» **PROVIDED TEXT**
=-=-=

Nearly all islands across the Lesser Antilles are experiencing moderate air quality levels as of 7:30 AM Tuesday 25th June 2019. A moderate surge of Saharan Dust is forecast to continue moving across Trinidad, Tobago and the Southern Windwards with its peak occurring on today. This dust event is not forecast to be severe, with good to moderate air quality forecast throughout the week. A more significant surge in Saharan Dust forecast by Saturday, which will be more prolonged, into the first week of July.
Presently, mild to moderate concentrations of Saharan Dust are present across Trinidad and Tobago, with air quality at moderate levels.
Similar conditions are occurring across the Lesser Antilles as this dust plume began affecting the Lesser Antilles overnight. Note that this dust plume has not been as significant in reducing air quality as the previous surge, late last week.
Moderate Air Quality
AQI – 51 to 100
What does this mean for you?
Air quality is acceptable; however, for some pollutants, there may be a moderate health concern for a very small number of people who are unusually sensitive to air pollution.
Who needs to be concerned?
Unusually sensitive people: Consider reducing prolonged or heavy exertion. Watch for symptoms such as coughing or shortness of breath. These are signs to take it easier.
Everyone else: It’s a good day to be active outside.
What should you do?
Sensitive Groups: Sensitive groups such as those with respiratory ailments, children and the elderly are advised to reduce outdoor physical exertion, and reduce the time of their stay outdoors, especially in areas with heavy traffic.
Air purification: At this level, the air is slightly polluted. It is recommended to turn on your air purifier, running at a low level, at a minimum.
Ventilation: Please close windows, as the air is slightly polluted.
Masks: Wearing a mask during outdoor activity is recommended, particularly in areas with heavy traffic.
Outdoor Activity: It is recommended to stay indoors and avoid outdoor exercise.
The concentration of the dust that follows the wave depends on the strength of the wave as it moves off the West African Coast. This is because of stronger thunderstorms across Central Africa. As strong winds move downward and outward from these thunderstorms, the wind kicks up dust as it moves across parts of the Saharan Desert and transports it into the upper atmosphere. This “plume” of dust follows the axis of the wave as it progresses westward into the Atlantic.
Larger, more concentrated plumes of Saharan dust begin to occur in April and continue through November.
Dust models continue to show, following the passage of tropical waves, moderate concentrations of Saharan Dust moving across Trinidad and Tobago over the next several weeks. Based on the latest model guidance, following this surge over the next 24 hours, another moderate surge is forecast by June 30th.
Sensitive groups such as persons with respiratory ailments, children, the elderly and cardiopulmonary disease should take the necessary precautions on days where dust concentrations degrade air quality to moderate to unhealthy for sensitive groups.

=-=-=

» **DATA EXCERPTS**
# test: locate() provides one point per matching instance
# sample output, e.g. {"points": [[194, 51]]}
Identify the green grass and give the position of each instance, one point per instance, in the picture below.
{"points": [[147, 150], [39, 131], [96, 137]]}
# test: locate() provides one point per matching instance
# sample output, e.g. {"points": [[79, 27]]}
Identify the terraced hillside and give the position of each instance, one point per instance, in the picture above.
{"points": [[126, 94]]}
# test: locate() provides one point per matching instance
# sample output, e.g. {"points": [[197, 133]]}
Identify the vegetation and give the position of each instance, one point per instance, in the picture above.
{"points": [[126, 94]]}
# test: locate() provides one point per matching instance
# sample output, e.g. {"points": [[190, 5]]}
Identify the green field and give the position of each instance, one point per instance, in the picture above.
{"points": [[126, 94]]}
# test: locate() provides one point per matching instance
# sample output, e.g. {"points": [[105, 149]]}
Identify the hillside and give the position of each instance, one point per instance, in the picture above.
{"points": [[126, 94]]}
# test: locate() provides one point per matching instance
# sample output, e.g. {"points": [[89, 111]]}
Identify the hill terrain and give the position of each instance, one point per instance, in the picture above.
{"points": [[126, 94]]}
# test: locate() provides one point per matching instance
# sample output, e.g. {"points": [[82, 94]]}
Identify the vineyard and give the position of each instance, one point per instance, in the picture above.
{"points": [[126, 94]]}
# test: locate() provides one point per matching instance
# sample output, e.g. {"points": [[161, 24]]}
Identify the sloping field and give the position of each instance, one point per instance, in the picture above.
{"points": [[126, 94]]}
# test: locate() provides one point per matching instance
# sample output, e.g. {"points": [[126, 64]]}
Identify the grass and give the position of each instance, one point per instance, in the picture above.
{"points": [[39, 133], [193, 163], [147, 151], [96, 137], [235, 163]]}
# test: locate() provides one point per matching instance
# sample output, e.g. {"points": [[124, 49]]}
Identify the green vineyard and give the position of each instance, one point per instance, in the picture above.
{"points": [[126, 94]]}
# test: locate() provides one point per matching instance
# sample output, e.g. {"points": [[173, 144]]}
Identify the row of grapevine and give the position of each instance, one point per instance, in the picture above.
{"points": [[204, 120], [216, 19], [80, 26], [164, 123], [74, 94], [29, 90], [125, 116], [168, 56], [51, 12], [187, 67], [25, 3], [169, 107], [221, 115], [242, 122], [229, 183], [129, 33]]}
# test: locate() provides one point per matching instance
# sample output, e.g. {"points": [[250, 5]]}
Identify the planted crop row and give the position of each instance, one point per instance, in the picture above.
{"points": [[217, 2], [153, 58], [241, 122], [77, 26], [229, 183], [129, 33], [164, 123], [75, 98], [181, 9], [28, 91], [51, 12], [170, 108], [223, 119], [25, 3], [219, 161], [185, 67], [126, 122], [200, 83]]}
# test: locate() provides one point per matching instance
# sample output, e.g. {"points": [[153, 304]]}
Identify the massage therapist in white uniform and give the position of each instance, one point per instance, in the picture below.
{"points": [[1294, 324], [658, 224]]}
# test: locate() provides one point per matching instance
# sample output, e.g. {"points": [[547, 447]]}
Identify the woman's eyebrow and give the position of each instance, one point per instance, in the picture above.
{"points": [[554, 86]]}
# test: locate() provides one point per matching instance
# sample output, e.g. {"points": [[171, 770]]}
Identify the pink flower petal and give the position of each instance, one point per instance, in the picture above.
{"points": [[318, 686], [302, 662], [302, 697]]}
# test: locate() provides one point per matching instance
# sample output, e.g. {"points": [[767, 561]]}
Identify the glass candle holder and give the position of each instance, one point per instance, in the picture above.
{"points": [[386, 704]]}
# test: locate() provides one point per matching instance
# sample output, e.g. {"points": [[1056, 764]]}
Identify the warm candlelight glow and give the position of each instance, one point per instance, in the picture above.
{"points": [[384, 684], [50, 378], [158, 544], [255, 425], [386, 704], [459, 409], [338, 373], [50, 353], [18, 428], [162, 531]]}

=-=-=

» **PROBLEM TO WORK ON**
Please quote the Saharan dust bulletin above word for word, from "Everyone else: It’s" to "especially in areas with heavy traffic.".

» **TASK ANSWER**
Everyone else: It’s a good day to be active outside.
What should you do?
Sensitive Groups: Sensitive groups such as those with respiratory ailments, children and the elderly are advised to reduce outdoor physical exertion, and reduce the time of their stay outdoors, especially in areas with heavy traffic.